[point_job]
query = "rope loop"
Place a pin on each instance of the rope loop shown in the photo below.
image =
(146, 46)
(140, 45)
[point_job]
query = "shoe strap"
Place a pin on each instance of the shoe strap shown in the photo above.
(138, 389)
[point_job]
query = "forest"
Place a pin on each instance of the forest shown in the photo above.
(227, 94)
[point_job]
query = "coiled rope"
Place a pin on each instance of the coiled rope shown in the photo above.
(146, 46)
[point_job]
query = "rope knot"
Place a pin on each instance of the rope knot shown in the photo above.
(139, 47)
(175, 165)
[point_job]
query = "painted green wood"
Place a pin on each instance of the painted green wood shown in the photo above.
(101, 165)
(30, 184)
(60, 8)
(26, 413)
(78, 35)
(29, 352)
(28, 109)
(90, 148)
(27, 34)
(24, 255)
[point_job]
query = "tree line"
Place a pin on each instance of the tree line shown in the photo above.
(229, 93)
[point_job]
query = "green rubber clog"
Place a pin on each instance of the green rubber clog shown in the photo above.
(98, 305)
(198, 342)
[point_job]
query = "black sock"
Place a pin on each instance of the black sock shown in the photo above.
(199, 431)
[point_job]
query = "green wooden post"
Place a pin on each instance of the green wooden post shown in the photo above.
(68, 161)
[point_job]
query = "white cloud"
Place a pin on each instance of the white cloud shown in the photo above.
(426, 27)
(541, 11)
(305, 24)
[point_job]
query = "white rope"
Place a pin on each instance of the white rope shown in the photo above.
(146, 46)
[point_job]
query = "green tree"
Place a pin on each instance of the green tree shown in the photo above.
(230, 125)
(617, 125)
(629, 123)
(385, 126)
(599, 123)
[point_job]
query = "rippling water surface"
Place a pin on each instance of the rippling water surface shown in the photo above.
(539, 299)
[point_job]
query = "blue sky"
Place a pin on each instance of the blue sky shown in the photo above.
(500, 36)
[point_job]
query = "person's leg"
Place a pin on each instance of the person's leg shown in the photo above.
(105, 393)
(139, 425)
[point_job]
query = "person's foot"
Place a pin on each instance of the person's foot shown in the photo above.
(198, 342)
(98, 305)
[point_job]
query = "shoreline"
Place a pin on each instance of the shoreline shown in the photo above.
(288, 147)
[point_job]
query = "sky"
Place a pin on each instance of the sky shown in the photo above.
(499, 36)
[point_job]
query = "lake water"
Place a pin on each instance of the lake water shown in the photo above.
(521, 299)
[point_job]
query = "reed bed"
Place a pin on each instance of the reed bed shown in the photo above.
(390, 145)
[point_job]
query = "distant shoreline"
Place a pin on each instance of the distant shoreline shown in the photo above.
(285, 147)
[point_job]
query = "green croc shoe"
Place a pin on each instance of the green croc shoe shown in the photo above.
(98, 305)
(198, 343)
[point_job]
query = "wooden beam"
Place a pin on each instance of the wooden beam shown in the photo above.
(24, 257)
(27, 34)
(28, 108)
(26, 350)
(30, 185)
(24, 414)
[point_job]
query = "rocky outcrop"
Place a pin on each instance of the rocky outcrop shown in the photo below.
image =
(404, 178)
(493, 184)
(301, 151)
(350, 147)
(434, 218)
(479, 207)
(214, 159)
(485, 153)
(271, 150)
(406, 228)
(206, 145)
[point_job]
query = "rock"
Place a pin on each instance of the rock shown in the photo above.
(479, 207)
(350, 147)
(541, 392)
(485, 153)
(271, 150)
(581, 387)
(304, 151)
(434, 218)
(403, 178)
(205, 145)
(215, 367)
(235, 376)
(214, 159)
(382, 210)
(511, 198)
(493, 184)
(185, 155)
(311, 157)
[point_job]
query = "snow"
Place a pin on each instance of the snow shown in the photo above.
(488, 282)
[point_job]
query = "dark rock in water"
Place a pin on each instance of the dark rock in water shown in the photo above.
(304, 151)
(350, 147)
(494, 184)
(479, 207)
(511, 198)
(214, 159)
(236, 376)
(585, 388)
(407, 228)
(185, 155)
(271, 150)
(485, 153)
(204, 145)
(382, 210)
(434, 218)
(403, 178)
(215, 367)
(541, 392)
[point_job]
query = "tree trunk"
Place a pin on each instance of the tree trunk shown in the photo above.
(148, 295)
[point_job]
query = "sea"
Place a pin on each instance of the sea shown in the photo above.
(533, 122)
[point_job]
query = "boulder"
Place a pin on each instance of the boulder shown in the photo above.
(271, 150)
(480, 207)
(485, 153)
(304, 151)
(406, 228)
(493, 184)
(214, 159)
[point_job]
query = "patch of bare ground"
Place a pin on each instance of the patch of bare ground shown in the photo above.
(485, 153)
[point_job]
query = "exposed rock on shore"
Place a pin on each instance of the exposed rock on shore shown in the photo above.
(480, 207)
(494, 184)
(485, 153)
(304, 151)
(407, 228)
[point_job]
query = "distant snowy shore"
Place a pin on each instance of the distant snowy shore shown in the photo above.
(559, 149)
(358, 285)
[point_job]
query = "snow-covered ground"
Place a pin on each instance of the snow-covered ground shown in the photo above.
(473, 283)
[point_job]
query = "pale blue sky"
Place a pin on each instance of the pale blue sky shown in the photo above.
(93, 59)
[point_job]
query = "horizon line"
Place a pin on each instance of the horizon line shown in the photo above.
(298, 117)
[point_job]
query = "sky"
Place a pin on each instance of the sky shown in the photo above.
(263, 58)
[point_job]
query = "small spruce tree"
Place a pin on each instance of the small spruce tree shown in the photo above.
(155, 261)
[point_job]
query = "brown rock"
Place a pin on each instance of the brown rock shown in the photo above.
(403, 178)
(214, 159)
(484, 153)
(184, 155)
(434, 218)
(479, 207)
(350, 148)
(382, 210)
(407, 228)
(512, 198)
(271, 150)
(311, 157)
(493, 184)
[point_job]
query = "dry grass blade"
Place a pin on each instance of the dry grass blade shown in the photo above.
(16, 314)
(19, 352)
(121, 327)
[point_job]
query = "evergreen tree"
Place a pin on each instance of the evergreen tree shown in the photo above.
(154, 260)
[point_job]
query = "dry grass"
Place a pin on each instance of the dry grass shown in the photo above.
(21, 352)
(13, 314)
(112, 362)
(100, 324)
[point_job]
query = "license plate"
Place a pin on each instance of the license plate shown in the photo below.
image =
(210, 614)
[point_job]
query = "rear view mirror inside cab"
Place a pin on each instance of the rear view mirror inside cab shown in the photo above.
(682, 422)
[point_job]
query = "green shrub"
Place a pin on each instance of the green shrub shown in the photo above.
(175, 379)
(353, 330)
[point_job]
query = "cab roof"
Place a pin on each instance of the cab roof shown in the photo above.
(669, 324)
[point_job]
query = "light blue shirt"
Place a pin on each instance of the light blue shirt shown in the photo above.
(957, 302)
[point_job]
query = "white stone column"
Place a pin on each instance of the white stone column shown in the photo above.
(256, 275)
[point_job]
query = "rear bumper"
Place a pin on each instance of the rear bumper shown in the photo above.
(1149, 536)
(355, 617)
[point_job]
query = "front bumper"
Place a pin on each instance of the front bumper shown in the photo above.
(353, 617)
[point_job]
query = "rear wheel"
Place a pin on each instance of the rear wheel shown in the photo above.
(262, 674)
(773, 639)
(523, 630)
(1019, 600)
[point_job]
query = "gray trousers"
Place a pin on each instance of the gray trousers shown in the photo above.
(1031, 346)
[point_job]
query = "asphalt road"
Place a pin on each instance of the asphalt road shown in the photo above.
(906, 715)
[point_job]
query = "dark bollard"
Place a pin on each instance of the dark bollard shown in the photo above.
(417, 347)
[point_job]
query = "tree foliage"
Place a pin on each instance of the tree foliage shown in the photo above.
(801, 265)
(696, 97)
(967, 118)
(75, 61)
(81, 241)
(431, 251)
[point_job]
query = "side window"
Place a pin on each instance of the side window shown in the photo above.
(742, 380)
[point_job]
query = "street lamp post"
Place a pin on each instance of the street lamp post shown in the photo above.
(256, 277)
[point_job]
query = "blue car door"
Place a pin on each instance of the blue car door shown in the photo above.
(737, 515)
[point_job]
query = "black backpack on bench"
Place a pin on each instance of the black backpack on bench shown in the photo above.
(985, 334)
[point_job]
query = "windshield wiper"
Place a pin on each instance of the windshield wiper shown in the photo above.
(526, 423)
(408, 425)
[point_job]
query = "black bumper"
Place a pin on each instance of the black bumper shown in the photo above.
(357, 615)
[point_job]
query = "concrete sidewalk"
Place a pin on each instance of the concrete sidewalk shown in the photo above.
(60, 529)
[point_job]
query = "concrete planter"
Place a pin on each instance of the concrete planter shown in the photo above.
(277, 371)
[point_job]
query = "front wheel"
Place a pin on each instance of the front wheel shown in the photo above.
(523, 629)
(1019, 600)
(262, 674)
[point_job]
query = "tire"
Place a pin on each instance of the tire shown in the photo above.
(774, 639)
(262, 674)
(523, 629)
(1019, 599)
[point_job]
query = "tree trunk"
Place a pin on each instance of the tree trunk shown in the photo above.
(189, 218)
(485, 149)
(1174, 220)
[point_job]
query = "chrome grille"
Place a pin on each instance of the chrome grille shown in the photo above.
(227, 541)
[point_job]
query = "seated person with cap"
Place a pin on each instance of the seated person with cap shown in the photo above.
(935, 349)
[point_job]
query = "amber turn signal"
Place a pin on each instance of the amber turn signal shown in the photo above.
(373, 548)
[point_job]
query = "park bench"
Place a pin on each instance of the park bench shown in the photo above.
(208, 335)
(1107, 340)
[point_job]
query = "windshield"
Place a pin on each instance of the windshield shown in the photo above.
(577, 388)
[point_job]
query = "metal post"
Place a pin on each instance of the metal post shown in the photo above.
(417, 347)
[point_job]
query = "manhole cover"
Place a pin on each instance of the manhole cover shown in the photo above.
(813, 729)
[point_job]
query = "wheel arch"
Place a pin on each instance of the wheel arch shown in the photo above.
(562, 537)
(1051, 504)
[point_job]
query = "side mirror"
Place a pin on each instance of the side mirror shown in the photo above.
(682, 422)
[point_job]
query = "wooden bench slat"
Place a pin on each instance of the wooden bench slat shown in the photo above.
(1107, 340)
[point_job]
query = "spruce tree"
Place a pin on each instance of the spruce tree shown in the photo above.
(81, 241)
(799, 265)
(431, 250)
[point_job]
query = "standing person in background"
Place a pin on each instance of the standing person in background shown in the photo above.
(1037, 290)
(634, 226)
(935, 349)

WHAT YOU HAVE TO DO → Extract every line of the records above that contains the string "sock". Treat the match as case-sensitive.

FULL OUTPUT →
query = "black sock"
Place a pin on each instance of the black sock shown in the photo above.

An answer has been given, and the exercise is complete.